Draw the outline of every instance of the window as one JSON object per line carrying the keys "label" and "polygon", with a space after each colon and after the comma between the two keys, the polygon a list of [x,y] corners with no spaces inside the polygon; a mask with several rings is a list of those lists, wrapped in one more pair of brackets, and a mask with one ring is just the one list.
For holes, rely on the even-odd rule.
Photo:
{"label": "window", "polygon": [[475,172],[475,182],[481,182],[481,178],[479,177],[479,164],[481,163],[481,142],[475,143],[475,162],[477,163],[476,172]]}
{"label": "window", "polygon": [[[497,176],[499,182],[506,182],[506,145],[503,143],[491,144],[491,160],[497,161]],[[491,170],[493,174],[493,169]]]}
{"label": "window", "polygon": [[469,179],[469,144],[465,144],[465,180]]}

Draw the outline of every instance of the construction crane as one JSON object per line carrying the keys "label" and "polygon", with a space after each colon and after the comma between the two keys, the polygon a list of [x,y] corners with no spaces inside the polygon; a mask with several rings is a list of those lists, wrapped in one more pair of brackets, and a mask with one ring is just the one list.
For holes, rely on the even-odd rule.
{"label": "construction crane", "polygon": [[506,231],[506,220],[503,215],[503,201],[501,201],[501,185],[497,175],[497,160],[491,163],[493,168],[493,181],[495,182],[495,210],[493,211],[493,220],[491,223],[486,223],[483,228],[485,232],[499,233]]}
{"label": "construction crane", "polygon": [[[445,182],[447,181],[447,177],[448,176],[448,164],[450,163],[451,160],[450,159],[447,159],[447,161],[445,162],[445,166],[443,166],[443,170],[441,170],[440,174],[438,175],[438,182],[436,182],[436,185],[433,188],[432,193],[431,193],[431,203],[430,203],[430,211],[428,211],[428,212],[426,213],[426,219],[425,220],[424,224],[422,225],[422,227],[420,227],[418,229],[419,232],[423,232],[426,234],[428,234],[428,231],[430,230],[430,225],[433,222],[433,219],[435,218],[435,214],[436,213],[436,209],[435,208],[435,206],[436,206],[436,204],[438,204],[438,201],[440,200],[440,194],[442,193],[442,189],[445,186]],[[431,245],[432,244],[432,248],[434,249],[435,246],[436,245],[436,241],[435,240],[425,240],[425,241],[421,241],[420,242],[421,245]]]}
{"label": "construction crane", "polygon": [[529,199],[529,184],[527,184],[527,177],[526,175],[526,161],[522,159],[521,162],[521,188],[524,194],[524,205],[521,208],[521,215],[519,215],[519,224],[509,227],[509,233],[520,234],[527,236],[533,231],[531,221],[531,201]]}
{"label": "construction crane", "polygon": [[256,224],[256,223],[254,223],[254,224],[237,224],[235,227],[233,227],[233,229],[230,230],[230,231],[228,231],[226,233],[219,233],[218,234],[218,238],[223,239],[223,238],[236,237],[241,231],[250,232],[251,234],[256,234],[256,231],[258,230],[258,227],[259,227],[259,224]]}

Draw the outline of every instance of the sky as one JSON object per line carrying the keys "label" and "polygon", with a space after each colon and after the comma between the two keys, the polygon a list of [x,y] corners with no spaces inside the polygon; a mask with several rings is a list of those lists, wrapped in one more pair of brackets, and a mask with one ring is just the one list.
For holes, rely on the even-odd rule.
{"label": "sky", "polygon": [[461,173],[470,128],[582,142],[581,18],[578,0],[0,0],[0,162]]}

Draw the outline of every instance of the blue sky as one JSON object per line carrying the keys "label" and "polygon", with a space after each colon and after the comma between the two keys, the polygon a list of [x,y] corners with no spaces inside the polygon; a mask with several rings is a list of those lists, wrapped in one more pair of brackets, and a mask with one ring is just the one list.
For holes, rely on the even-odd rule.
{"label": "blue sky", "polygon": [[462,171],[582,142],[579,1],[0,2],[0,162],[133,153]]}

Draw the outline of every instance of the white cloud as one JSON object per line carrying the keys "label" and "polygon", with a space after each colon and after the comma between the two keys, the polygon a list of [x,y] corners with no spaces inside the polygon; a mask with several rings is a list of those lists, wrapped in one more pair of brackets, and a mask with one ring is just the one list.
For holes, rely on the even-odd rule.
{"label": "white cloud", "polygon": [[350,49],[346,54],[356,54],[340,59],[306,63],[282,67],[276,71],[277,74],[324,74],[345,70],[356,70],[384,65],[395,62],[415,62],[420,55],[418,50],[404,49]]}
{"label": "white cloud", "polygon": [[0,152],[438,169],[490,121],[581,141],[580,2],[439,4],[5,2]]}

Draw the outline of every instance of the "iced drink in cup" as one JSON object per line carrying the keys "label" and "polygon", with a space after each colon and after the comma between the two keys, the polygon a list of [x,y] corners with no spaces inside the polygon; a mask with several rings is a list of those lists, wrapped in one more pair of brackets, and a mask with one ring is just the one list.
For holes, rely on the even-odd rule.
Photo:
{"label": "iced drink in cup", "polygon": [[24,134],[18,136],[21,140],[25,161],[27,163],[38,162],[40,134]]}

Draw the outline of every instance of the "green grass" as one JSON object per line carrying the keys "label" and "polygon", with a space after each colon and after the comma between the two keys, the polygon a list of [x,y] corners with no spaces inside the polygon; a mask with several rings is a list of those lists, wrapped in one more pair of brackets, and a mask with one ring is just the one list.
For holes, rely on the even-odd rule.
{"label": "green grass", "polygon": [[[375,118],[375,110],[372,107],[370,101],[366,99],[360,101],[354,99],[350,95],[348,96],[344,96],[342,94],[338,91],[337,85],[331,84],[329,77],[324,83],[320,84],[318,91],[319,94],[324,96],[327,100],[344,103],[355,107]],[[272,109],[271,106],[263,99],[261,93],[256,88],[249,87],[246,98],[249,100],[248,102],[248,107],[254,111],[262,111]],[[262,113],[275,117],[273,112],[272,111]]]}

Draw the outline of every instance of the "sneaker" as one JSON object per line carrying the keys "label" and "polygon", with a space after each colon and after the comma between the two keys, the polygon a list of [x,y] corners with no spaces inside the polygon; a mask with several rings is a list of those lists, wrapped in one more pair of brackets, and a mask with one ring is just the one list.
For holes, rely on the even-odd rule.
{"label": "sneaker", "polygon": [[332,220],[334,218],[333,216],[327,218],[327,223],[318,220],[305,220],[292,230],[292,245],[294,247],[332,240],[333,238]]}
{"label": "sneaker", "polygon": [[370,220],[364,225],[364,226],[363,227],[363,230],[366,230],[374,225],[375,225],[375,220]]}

INSTRUCTIONS FOR THE TASK: Report how many lines of the items above contain the string "green", with case counting. Give only the number.

TASK ANSWER: 2